**EXCERPTED PASSAGE**:
# When did your dog reach adult weight?



## JerzeyGSD (Jun 26, 2008)

My pup, Jerzey, is a 9 month old female who currently weights 72 lbs. My question is... how old was your pup when it reached its adult weight and finally "stopped" growing? I know that there is no real way to tell but I just wanted to hear how long it took your pup's weight to stablize. 

Thanks!


----------



## Emoore (Oct 9, 2002)

Rocky was about three when he hit his adult weight. He stopped growing upward around a year, year and a half, but kept filling out until three or so.


----------



## ldpeterson (Feb 13, 2005)

My female Annabelle was about 2 1/2 Years old before finally filling out and stabalizing.


----------



## doggiedad (Dec 2, 2007)

at 7 months my boy was 70.5lbs. at a year old he was 82.5lbs. he's now 19 months old and he weighs 91lbs. a few months ago he reached 95lbs. we've cut back on his food.


----------



## JerzeyGSD (Jun 26, 2008)

Looks like we've stil got quite a bit of growing time left. Lol. That's what I expected...


----------



## KristinEnn (Oct 2, 2008)

I will second that after 2 yrs old is when Kahn's wieght started staying the same from around 81-84 lbs. When he was 10 months he was 69 lbs at a year old about 72 lbs..


----------



## elly1210 (Jan 4, 2009)

not a GSD but I remember our husky took 3 years to really fill out and we waited until she was 2.5y to start to sled her. I think they stop growing up but widen out for sure.


----------



## Nikkoli110 (Sep 9, 2008)

I'd say Katie is at her adult weight and size now. She's been this size since about a year and a half. She was spayed at 6 months if that makes a difference.


----------



## Mandalay (Apr 21, 2008)

**MATERIAL SUPPLIED**:
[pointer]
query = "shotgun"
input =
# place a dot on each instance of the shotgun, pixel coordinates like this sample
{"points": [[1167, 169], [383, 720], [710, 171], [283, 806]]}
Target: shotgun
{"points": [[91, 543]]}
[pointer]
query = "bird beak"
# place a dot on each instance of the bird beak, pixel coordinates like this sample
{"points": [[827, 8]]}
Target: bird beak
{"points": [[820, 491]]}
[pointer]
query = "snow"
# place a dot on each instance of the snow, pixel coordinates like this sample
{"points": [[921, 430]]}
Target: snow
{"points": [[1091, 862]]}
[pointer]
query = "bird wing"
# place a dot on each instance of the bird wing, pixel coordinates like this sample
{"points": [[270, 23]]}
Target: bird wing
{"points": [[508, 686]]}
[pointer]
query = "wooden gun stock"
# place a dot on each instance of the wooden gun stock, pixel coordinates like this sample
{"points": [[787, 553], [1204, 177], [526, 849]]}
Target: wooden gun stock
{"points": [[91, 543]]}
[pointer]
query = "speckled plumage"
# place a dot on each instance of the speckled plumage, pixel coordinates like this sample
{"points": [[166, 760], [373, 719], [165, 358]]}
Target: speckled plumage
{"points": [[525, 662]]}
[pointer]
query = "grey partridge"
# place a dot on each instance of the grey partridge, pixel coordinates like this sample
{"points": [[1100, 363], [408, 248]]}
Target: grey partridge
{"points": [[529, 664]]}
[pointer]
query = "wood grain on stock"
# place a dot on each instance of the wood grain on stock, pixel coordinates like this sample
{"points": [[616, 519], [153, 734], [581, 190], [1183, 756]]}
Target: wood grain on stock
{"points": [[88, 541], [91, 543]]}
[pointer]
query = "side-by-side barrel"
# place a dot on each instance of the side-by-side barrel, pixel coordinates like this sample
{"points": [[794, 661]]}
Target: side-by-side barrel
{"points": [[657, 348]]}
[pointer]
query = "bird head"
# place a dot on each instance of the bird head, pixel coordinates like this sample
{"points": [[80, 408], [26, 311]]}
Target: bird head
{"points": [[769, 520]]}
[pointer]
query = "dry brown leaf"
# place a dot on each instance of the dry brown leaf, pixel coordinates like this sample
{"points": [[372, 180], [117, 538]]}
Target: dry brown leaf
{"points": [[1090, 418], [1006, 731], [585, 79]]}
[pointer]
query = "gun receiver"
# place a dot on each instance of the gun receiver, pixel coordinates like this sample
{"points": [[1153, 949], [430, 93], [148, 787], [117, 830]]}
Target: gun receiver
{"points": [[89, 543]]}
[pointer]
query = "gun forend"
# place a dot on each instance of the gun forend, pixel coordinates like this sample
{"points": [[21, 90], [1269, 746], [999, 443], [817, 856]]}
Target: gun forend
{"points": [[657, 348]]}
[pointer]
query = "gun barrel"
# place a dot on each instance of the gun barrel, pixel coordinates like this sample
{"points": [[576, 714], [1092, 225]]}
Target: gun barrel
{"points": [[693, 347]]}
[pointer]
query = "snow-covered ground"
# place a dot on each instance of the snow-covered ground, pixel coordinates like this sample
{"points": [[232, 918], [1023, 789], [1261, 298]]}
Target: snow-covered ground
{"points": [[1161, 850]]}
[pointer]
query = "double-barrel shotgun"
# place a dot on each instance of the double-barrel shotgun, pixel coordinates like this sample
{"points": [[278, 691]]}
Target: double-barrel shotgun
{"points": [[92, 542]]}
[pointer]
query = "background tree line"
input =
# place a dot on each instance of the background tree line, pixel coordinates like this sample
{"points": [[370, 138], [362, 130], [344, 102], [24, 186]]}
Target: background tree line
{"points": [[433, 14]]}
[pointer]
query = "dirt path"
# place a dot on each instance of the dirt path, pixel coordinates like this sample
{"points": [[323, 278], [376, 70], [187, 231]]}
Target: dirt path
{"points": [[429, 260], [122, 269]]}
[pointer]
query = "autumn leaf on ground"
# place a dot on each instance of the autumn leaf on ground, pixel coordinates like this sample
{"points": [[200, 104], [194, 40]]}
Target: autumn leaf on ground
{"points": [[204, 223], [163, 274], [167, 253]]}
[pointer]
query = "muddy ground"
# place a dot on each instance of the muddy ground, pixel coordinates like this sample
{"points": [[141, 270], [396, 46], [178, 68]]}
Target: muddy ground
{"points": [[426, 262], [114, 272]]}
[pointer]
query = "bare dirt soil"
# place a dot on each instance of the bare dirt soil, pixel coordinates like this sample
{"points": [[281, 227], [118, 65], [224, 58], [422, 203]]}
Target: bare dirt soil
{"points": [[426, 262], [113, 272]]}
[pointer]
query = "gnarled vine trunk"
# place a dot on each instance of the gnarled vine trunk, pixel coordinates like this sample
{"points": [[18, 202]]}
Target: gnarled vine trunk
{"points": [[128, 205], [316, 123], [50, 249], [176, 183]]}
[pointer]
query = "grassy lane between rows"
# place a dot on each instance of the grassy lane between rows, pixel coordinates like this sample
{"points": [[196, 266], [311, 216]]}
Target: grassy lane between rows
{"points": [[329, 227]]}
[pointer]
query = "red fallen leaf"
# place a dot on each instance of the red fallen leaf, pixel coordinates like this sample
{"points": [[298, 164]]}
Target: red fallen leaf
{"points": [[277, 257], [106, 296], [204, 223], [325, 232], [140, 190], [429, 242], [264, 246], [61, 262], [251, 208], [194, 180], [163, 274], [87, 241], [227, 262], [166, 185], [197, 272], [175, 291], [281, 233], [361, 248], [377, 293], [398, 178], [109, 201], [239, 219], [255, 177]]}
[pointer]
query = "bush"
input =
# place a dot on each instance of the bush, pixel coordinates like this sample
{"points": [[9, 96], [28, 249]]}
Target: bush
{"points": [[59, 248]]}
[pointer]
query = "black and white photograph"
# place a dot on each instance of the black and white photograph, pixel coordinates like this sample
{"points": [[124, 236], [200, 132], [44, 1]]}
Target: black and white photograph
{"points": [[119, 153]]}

**REQUIREMENTS**:
**1)** List every dog named in the forum thread about when dogs reach adult weight.
**2)** Please write the next part of the forum thread about dogs' adult weight, picking up from its last heading.

**RESPONSES TO THE TASKS**:
**1)** Jerzey, Rocky, Annabelle, Kahn, Katie

**2)**
> Originally Posted By: IluvmyBellaNKahn 2 yrs old is when Kahn's wieght started staying the same from around 81-84 lbs. When he was 10 months he was 69 lbs at a year old about 72 lbs..


Mandalay will be a year old next week and she was 83 pounds a few weeks ago when I took her in to be weighed...You mean she could still gain another 10 pounds before it is all said and done with?!

When she was a baby I had posted some pics b/c I was concerned that she was too skinny and long. Well now she is long and solid! lol


----------



## DSudd (Sep 22, 2006)

Rocky's weight has been about the same for about 18 months or so. We did notice him filling out but not getting much taller. He weighed in at 86 lbs earlier this month at the vet.


----------



## JeffM (Dec 19, 2005)

about 2 to 2.5 for Thor. Riggs was probably more around 3 yrs; got him 25 lbs underweight.


----------



## mjbgsd (Jun 29, 2004)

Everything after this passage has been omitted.